#### [What the exercise asks]
Copy every line below verbatim, leaving out the pictures.
:::::
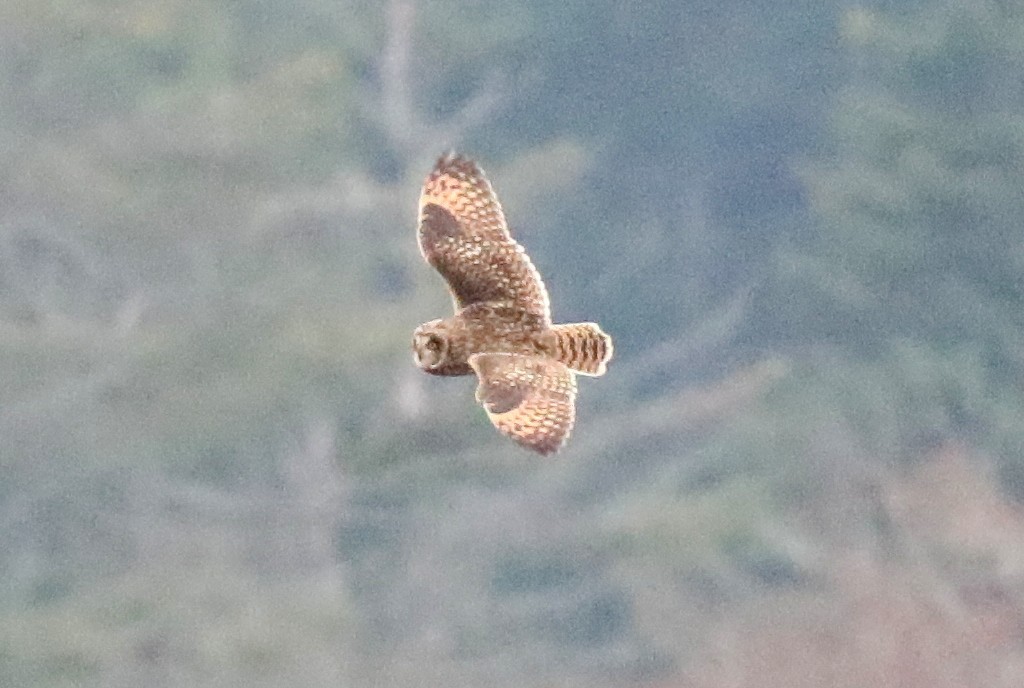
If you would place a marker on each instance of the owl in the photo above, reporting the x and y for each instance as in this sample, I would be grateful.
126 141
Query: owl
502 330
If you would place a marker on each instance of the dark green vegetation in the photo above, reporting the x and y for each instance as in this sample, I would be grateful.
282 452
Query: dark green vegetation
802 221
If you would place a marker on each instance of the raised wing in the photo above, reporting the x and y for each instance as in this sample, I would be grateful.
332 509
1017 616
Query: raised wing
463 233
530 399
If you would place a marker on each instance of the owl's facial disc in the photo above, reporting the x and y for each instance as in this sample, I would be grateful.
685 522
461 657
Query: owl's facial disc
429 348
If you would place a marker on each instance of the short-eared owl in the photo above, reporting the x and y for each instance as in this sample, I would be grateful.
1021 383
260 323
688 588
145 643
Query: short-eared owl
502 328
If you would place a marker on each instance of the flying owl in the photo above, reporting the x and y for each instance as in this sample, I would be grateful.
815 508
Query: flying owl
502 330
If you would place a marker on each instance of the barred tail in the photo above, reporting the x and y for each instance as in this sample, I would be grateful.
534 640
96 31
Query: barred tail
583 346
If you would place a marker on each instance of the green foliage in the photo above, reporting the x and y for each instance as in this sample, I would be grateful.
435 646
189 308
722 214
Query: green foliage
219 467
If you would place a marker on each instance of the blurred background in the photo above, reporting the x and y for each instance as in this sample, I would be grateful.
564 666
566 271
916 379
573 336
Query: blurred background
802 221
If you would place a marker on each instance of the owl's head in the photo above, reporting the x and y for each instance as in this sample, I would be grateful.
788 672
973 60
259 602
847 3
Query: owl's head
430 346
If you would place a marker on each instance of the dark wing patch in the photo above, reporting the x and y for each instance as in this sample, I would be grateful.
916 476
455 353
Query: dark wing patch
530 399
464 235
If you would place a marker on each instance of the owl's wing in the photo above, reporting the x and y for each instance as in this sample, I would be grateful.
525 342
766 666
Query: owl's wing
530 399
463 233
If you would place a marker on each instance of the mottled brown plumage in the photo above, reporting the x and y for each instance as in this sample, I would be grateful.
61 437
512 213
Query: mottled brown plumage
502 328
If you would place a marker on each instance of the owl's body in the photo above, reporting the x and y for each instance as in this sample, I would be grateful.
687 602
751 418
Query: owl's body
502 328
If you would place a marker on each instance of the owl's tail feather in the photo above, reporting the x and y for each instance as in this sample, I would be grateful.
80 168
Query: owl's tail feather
:::::
#### [Task answer]
If you would place a marker on each instance of the owl in the photo above, reporting the x and y for each instance as in this sample, I would be grateful.
126 141
Query: owl
502 330
If you would place a marker on each instance of the dark green vegetation in the photo above, reporting the x and y for each instance as in this sample, I would be grateful.
282 452
Query: dark green vegetation
802 221
If you would place a marker on each instance of the raised wing in the photo above, reporting the x and y for each instance as in this sample, I would be grateful.
332 509
1017 616
Query: raised wing
463 233
530 399
If you would place a marker on each instance of the owl's facial disc in the photo above, reporting the x and y for each instance as in this sample, I would be grateful.
685 522
461 657
Query: owl's facial disc
429 348
If you would place a marker on each instance of the short-eared owl in the photo above, reporting the x and y for each instance as in this sample, I would be grateful.
1021 383
260 323
688 588
145 643
Query: short-eared owl
502 328
If you would place a marker on each instance of the flying owl in the photo above, reporting the x and y for each instance as in this sample, I would be grateful.
815 508
Query: flying owl
502 330
If you would place a marker on each instance of the barred tail in the photo above, reporting the x and y for each instance as in this sample, I would be grateful.
534 640
96 31
Query: barred tail
583 346
If you would place a marker on each instance of the green foliage in the photo above, reporting the x and y for each instance as in this sample, I would be grateful.
435 646
189 308
722 214
Query: green foliage
219 467
If you would place a marker on each instance of the blurred background in the photo above, reporting the x and y for each instance as in this sample, I would be grateful.
564 666
566 271
916 379
573 336
Query: blurred background
802 221
If you would place a marker on each instance of the owl's head in the photo above, reporting the x and y for each instance as in this sample, I would be grateful.
788 672
973 60
259 602
847 3
Query: owl's head
430 346
If you would place a marker on each instance of the dark wing patch in the photo above, reporting the x and y for each instance as in this sample, I would be grateful.
916 476
455 353
Query: dark wing patch
530 399
464 235
If you would place a marker on each instance of the owl's wing in the photo above, reporting the x and y for each instance as in this sample, I would be grateful.
525 342
766 666
Query: owl's wing
530 399
463 233
If you would place a marker on each instance of the mottled brown plumage in the photo above, reporting the x and y for each instance as in this sample, I would be grateful.
61 437
512 213
Query: mottled brown plumage
502 328
If you would place a marker on each instance of the owl's body in the photo above, reporting the x and y for each instance as in this sample, I would be grateful.
687 602
751 418
Query: owl's body
502 328
If you would place a marker on each instance of the owl's tail feather in the photo above, reporting the x and y for each instance as in this sample, I would be grateful.
80 168
Query: owl's tail feather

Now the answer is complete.